[Data extracted from a collection]

* * *

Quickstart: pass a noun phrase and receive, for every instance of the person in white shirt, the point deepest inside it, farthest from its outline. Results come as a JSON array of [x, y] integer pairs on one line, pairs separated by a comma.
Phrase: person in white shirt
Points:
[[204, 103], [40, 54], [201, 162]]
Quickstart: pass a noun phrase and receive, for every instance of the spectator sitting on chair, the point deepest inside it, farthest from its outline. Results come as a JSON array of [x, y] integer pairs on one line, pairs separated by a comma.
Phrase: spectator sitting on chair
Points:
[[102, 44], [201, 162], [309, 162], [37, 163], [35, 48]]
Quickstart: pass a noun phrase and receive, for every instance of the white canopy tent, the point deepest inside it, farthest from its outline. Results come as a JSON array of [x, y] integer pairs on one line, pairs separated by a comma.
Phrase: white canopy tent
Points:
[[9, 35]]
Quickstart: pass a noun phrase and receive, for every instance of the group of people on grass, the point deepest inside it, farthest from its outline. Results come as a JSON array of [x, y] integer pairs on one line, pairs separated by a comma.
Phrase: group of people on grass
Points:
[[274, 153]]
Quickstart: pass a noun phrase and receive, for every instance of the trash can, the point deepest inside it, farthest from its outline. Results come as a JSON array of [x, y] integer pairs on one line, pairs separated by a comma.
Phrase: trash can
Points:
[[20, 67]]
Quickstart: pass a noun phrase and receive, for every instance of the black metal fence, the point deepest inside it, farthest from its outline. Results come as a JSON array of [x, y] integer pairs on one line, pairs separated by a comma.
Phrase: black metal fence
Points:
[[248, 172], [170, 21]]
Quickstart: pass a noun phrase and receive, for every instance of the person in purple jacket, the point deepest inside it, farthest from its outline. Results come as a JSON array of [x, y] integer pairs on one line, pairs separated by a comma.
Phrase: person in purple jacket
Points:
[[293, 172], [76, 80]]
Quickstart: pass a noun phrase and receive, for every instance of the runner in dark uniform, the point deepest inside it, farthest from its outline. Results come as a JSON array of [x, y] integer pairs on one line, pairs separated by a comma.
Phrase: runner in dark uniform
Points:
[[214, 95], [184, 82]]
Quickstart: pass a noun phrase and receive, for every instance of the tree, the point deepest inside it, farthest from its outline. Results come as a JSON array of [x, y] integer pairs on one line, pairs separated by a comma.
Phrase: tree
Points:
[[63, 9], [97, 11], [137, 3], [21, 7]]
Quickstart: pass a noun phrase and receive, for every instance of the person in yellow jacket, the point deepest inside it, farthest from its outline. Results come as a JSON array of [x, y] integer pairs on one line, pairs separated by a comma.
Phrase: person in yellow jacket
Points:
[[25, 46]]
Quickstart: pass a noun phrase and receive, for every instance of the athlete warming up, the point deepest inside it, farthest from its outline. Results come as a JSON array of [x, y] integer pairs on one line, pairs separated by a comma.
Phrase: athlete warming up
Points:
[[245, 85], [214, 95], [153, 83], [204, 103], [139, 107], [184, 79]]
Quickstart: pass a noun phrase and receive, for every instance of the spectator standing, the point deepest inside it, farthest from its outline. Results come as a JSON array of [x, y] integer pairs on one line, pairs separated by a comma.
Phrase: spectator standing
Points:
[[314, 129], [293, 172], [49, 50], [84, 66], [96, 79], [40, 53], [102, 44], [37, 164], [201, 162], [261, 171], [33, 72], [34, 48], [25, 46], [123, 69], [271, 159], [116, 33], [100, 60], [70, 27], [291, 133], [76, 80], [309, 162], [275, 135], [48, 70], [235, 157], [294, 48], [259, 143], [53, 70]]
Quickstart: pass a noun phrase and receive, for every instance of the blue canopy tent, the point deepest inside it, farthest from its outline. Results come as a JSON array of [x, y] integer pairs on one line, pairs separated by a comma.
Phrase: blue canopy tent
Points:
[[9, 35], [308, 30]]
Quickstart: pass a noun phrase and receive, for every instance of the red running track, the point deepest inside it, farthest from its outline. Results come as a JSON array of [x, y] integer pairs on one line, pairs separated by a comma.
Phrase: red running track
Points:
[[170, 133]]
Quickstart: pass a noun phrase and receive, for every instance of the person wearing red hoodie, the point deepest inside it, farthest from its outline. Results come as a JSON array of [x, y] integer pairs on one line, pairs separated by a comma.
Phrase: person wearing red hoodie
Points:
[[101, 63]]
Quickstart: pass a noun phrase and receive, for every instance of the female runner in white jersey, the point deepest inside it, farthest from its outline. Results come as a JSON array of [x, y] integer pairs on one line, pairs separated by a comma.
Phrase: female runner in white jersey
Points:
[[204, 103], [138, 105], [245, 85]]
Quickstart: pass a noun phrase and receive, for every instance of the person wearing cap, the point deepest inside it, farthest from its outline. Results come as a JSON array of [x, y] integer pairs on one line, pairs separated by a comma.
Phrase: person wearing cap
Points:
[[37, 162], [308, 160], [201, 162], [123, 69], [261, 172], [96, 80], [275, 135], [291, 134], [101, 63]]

* * *

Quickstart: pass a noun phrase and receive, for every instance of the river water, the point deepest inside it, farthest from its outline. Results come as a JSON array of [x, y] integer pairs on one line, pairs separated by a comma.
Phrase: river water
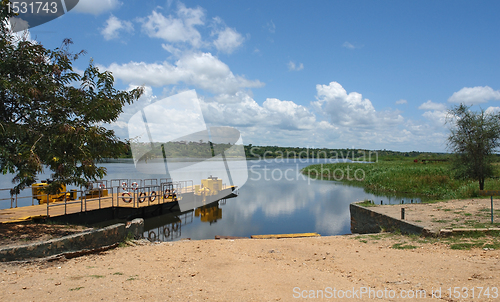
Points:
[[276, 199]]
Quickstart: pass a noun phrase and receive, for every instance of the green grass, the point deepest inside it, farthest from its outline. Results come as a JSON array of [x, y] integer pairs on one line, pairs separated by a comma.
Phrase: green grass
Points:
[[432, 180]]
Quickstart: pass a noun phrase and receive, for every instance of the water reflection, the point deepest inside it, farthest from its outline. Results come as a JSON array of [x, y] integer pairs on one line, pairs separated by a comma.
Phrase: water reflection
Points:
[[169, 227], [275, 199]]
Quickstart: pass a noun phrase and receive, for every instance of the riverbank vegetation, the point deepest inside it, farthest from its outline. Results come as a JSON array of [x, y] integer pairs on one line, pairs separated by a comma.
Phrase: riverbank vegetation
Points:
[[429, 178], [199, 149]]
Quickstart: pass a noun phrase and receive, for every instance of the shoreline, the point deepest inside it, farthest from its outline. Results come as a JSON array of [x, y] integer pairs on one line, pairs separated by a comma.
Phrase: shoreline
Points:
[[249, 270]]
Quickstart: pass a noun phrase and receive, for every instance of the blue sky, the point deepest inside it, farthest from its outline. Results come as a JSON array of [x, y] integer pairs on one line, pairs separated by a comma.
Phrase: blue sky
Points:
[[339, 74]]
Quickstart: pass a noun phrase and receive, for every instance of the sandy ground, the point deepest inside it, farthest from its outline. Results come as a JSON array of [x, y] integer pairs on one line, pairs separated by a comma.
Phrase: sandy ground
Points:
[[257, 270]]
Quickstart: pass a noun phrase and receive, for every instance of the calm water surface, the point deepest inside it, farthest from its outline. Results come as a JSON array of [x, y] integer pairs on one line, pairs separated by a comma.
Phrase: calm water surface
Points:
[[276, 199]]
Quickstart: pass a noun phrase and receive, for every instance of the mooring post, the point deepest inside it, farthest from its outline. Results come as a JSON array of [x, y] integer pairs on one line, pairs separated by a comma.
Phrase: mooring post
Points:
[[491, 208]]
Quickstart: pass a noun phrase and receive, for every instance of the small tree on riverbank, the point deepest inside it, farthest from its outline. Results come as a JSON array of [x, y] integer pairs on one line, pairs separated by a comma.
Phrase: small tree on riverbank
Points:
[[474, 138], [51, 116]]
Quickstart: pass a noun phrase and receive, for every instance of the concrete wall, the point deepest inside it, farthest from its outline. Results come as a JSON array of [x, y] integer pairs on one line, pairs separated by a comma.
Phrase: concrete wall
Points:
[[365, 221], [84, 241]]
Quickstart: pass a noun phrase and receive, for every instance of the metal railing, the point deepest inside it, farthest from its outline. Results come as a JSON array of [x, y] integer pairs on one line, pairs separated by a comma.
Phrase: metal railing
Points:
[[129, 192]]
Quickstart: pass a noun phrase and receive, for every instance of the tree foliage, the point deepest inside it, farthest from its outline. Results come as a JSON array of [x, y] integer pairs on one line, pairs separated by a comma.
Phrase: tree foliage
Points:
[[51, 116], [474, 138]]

* * *

## What you are asked to do:
Look through the entries above and report each line where the string "surface" occurs.

## Solution to this task:
Quickstart: pass a noun phrase and receive, for every instance of the calm water surface, the point deepest inside it, farthest from its outline. Results come as a JSON array of [x, y] integer pairs on one line, pairs separated by a comma.
Phrase: calm water surface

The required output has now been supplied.